## [取り組む内容]
1. 次の(a)〜(c)が量子の局在状態についての文章の内容と一致するかどうかを、それぞれ「はい」か「いいえ」で答えてください。判断の決め手となる文章中の語句も、そのまま引用して添えてください。
(a) エントロピーは減少した。
(b) 外からの力のタイミングにランダムなズレを加えると、保たれていた状態はすぐに壊れた。
(c) 量子コヒーレンスと相互作用のバランスは非常に頑丈である。
2. 量子の局在状態についての文章を、最後の文の後から続けて書いてください。

## [読む文章]
ここで大切なのは、「エントロピーが減った」のではなく、「増え続けるのをやめて、止まったままになった」という点です。
つまり、熱の吸収を完全に拒んだわけではなく、「少し乱れた状態のまま、それ以上変わらない」というバランスのとれた状態が保たれていたのです。
この特別な状態が成立するのは、量子コヒーレンスと原子同士の強い押し合い(相互作用)がちょうどよく釣り合っていたからだと考えられます。
しかし、このバランスは非常に繊細です。
たとえば、外からの力のタイミングにランダムなズレ(予測できない乱れ)を加えてみると、せっかく保たれていた状態はすぐに壊れてしまいました。
その結果、エントロピーSや運動エネルギーEは止まることなく増え続け、粒子の動きは再び広がり始め、古典的な熱化と拡散の状態に戻ってしまったのです。
このことから、量子コヒーレンスと相互作用の組み合わせが、局在状態(動きが止まった状態)を保つための重要なカギであることがわかりました。
この発見は、量子の振る舞いを理解するうえでとても意義深いだけでなく、将来の技術にもつながる可能性があります。

## [提供された行]
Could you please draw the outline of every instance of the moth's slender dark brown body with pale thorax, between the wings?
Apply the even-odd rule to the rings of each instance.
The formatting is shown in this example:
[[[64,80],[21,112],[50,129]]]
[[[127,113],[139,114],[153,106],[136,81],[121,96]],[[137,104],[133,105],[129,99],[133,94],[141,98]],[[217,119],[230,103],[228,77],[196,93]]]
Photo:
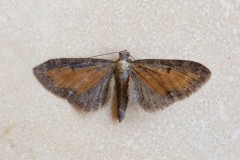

## [順番どおりの解答]
1.
(a) いいえ:『「エントロピーが減った」のではなく』
(b) はい:「せっかく保たれていた状態はすぐに壊れてしまいました」
(c) いいえ:「このバランスは非常に繊細です」

2.
たとえば、量子シミュレータや量子コンピュータでは、不要な熱の発生や量子のまとまりが崩れる「デコヒーレンス」が大きな問題になります。
今回の研究によって、どんな条件で熱化が抑えられるのか、また、どの程度の乱れまでなら耐えられるのかといった情報が得られれば、こうした機器の設計や改良のための重要なヒントになると考えられています。
今後の課題としては、さらに相互作用を強めたり、外から加える乱れの種類や大きさを変えたりして、局在状態がどこまで耐えられるかを調べることが挙げられます。
これにより、「熱化をどうコントロールできるか」を考えるうえでの、より実用的な設計指針が生まれるかもしれません。
そしてそれは、量子の世界のルールを深く理解し、未来の量子技術をより確かなものにしていくための大きな一歩となるでしょう。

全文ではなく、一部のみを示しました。